◆ Directions ◆
Please print exactly the line containing "Target: person walking" and every line after it to the end of the records below, and nothing more.

◆ Given data ◆
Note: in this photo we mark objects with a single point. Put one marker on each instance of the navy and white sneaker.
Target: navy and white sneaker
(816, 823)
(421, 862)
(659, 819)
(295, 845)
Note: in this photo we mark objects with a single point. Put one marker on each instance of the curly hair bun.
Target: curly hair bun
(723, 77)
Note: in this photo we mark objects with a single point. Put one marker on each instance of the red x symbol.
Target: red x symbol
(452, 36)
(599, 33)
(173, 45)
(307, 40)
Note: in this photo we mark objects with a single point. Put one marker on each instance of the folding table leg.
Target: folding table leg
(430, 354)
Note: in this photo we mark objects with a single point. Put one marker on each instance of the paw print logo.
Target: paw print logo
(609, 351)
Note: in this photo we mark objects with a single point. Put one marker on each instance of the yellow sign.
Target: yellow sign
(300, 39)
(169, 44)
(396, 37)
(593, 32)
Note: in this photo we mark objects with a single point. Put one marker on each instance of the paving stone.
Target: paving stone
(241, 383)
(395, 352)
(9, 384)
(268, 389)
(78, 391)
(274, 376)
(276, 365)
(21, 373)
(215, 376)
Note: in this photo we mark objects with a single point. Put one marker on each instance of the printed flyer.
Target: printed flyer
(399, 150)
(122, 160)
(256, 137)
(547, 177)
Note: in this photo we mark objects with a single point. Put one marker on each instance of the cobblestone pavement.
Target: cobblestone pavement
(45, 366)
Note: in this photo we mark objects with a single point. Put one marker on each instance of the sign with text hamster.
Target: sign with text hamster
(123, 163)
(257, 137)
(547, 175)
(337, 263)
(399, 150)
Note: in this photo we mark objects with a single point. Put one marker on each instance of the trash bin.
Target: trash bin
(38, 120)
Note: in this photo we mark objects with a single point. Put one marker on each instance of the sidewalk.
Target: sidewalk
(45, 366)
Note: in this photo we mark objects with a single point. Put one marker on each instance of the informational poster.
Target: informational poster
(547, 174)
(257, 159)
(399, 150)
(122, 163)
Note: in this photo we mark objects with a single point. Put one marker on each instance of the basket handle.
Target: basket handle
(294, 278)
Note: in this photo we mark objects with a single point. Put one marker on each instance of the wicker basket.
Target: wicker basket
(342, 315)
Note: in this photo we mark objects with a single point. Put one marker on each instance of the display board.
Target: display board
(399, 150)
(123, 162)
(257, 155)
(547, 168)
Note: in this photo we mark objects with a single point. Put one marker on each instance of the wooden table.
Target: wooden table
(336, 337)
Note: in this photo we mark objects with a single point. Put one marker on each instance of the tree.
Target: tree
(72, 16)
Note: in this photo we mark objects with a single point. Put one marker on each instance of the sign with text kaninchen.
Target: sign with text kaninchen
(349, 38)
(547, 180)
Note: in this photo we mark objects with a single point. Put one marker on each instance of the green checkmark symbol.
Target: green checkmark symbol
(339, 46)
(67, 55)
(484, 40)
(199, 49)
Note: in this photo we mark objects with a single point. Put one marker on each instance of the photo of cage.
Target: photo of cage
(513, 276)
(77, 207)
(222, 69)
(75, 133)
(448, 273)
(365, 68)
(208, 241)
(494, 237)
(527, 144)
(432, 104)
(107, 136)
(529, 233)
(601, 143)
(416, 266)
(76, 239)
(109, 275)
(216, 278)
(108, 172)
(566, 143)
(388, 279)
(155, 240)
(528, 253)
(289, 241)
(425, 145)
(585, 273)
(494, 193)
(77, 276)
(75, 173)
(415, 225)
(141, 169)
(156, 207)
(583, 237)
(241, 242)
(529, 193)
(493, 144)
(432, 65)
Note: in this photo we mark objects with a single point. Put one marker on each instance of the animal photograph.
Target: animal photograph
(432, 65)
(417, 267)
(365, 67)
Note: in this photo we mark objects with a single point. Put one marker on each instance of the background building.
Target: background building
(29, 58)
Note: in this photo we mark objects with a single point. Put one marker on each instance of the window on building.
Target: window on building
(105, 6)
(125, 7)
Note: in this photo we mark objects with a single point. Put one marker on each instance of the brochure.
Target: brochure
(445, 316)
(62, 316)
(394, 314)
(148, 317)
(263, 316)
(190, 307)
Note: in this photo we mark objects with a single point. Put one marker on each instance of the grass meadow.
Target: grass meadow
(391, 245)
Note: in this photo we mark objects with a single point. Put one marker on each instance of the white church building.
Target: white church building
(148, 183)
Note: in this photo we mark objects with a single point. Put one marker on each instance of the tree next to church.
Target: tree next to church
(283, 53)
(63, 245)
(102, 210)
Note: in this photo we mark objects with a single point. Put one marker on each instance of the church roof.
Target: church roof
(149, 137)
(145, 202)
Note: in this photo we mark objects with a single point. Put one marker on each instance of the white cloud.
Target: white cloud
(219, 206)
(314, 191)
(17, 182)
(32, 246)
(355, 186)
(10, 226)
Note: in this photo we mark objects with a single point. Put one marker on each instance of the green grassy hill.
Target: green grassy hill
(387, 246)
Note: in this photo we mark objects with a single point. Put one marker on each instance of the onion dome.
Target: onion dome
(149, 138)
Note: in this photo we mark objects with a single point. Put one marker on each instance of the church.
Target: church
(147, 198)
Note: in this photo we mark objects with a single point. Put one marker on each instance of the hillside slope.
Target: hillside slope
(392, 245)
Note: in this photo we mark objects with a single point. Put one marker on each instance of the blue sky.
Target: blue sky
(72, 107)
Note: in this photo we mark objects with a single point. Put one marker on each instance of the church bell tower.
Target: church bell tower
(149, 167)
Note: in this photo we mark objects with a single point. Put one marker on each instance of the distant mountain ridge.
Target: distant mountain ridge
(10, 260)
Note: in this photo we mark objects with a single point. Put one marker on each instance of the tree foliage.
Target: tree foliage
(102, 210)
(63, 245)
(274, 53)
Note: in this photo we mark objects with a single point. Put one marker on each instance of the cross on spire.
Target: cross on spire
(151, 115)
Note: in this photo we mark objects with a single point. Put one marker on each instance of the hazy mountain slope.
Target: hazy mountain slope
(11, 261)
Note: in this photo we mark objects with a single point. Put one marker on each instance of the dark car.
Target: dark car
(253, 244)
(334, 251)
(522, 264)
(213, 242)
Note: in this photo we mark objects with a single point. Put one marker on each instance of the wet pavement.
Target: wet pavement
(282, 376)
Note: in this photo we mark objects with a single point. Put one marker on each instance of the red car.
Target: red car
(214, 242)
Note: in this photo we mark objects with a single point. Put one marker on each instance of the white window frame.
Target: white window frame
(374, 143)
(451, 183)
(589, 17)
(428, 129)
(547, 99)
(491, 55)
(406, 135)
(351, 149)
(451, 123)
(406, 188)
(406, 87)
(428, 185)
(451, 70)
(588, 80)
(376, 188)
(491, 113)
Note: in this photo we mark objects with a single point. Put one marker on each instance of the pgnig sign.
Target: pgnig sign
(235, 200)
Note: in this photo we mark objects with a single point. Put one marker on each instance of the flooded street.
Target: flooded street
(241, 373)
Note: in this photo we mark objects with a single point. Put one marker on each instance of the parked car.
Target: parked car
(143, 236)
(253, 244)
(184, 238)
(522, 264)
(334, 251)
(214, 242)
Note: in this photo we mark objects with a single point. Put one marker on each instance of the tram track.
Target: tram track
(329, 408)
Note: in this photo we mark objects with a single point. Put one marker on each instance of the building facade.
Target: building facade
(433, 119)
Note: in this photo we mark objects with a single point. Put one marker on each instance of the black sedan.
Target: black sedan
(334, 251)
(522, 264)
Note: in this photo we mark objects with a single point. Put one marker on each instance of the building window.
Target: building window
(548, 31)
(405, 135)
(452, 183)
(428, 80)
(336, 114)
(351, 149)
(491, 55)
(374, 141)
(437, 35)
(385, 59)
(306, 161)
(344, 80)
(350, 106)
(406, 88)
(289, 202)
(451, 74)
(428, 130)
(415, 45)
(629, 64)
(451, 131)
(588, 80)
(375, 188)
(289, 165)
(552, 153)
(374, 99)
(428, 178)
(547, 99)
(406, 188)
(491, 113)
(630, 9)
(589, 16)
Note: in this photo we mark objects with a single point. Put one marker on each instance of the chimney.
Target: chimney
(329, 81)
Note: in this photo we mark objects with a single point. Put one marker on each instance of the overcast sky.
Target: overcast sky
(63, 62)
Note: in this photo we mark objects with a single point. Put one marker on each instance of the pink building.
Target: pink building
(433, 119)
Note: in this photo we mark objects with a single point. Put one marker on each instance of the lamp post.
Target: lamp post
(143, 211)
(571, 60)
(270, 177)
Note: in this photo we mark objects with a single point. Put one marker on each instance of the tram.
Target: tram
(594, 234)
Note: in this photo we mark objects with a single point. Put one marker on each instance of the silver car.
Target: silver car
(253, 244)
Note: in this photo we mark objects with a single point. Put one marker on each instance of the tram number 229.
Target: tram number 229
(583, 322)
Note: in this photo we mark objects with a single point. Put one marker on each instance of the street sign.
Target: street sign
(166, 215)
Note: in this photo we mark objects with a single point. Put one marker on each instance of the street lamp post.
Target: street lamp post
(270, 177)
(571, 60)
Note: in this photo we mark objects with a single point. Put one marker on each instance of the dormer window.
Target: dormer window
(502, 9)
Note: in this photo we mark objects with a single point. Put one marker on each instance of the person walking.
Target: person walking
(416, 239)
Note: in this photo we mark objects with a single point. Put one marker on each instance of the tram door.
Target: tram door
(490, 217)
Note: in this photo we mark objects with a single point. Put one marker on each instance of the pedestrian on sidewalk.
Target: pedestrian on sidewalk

◆ Written answer ◆
Target: person walking
(416, 239)
Note: in this photo we mark objects with a single point. Put one marker on each instance of the tram door.
Target: tram door
(490, 217)
Note: in this photo we mark objects with a single point. Put one marker on each instance of the pedestrian on sidewalk.
Target: pedestrian on sidewalk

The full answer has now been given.